:: Listed entries

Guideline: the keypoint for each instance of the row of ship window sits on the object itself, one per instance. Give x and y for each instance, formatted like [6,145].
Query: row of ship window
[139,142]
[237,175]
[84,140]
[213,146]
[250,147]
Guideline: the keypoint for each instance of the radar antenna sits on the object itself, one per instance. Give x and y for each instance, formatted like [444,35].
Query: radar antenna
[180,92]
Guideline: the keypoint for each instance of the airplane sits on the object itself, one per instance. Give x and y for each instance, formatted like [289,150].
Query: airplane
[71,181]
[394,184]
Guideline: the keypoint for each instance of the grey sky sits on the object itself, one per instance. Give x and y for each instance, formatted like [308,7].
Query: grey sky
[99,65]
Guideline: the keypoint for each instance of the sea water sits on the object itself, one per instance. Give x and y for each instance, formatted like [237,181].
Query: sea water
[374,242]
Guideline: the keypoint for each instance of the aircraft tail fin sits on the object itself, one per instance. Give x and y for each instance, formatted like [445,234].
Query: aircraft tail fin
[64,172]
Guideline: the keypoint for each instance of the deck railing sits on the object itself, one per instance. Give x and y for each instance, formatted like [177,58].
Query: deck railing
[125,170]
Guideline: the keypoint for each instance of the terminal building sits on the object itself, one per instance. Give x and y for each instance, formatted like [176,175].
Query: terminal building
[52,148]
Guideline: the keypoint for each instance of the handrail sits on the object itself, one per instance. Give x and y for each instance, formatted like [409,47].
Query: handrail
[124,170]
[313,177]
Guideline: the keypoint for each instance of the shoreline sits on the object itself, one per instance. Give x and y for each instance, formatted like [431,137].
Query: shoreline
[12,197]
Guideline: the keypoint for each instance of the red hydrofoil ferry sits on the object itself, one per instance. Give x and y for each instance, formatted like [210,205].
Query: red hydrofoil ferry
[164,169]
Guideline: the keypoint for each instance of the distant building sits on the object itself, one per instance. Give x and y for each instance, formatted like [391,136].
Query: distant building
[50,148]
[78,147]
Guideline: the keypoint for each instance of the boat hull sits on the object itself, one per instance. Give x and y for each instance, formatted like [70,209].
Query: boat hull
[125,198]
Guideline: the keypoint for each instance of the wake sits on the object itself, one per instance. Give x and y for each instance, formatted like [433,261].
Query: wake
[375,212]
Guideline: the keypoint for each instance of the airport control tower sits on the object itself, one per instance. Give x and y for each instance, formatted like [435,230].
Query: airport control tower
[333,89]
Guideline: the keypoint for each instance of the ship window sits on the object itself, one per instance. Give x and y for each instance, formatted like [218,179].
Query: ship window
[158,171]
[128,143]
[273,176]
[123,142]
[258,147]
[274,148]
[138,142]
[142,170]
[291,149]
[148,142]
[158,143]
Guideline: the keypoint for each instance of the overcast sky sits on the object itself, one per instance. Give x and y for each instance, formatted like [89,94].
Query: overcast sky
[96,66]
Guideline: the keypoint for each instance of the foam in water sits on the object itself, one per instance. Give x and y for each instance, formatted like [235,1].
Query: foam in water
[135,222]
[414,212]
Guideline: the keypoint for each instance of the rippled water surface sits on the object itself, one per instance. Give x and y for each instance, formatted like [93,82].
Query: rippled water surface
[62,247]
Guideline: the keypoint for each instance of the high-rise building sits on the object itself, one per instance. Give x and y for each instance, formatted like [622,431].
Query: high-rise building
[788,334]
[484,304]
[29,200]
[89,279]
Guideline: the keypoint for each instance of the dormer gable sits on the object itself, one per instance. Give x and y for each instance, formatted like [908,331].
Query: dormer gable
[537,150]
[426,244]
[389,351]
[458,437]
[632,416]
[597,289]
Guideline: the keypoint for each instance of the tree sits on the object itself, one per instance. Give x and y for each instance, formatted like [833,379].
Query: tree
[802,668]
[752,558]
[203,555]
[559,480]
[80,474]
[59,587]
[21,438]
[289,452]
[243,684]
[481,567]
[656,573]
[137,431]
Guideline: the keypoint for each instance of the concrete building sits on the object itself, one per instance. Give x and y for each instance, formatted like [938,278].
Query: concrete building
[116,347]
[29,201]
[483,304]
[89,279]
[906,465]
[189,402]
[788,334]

::::

- Problem to solve
Please repeat the lines from the one containing "Guideline: the keypoint for each instance of the tree" through the last line, switching "concrete" to "brick" and leaving everything else unchanged.

- Final result
Guideline: the keypoint for each instance of the tree sits on the object itself, one per instance. Give x and y for each instance, formatted like [833,379].
Query: tree
[802,668]
[752,558]
[203,555]
[559,480]
[80,474]
[59,587]
[21,438]
[289,452]
[243,684]
[481,567]
[656,573]
[137,431]
Guideline: the keypoint for each instance of the brick building sits on the object itself, one per instance. Give x and y for each instance, formatted like [938,278].
Query: brick building
[116,347]
[29,201]
[483,304]
[89,279]
[906,465]
[189,402]
[788,334]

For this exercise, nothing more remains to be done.